## Begin Given records

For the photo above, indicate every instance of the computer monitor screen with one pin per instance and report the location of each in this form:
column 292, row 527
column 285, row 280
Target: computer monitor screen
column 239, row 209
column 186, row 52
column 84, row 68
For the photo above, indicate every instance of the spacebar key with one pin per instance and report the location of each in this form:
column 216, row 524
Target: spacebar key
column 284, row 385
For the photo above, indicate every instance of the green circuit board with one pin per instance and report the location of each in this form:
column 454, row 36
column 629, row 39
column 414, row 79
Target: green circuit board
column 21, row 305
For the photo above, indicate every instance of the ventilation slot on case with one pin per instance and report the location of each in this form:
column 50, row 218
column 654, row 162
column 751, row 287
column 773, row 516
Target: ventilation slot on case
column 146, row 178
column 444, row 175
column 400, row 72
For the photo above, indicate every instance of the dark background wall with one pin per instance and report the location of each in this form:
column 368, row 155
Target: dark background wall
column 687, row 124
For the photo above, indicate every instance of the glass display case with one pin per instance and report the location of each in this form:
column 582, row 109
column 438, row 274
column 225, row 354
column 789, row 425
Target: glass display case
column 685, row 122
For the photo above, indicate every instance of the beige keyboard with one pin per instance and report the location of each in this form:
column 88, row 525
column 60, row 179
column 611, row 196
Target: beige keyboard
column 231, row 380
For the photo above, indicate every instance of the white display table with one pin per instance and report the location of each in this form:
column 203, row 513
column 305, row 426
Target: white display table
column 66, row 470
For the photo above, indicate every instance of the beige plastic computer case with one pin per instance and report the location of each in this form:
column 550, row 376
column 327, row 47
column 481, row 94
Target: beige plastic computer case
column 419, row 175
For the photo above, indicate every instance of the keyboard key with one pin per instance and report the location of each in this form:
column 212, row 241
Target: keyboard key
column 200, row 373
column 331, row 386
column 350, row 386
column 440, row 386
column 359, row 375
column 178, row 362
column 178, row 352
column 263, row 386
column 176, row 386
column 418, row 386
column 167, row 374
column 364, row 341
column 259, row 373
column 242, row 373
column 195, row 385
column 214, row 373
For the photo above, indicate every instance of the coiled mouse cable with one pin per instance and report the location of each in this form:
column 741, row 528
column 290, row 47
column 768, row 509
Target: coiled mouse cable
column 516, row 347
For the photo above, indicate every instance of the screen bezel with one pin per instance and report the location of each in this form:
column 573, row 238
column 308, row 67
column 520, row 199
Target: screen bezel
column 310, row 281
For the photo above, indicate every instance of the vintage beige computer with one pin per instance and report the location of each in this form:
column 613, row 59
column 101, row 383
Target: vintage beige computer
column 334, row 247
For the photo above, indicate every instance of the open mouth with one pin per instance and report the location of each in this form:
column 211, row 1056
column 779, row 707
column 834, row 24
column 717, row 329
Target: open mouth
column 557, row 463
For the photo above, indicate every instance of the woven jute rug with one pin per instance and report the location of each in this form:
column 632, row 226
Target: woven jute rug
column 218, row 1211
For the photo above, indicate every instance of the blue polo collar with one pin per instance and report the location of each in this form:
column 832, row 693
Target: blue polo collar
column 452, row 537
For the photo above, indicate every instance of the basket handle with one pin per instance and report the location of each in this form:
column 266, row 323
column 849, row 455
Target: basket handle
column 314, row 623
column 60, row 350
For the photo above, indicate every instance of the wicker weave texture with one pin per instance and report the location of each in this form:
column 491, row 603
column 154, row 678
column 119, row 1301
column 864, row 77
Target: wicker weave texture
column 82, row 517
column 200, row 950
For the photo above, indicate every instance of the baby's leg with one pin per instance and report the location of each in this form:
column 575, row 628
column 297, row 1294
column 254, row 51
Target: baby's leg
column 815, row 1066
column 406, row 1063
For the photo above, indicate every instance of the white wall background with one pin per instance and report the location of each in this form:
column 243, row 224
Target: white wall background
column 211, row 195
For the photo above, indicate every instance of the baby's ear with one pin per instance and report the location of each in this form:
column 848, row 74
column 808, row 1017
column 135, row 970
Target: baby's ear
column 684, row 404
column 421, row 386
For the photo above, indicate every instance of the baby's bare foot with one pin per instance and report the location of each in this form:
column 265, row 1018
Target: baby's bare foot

## End Given records

▶ _Directions for this task_:
Only the lines from the one that contains "For the photo above, indicate every instance of the basket" through the last line should be repeated, each exactly as it stands, with both ends included.

▶ _Correct output_:
For the photo above, indicate every instance of the basket handle with one pin per instance and report the location of each in this form:
column 266, row 323
column 849, row 455
Target: basket handle
column 314, row 623
column 60, row 350
For the photo above, indicate every instance of the wicker weave texture with one pin per instance and report the location of each in this form:
column 491, row 603
column 154, row 678
column 119, row 1301
column 864, row 77
Target: wicker weave texture
column 82, row 517
column 200, row 950
For the photo above, indicate every instance of the baby's leg with one pin per instance and report the location of each in this form:
column 575, row 628
column 297, row 1294
column 254, row 51
Target: baby's leg
column 815, row 1066
column 406, row 1063
For the photo above, indicate every instance of the white wall background with one pin per instance and report the location of each in this form:
column 243, row 224
Target: white wall background
column 211, row 195
For the photo above, indicate every instance of the baby's ear with one pin per instance and report the location of each in this form:
column 848, row 74
column 808, row 1017
column 135, row 970
Target: baby's ear
column 684, row 404
column 421, row 386
For the photo above, indicate every instance of the baby's bare foot with one pin per instance and report the location of each in this form:
column 265, row 1018
Target: baby's bare foot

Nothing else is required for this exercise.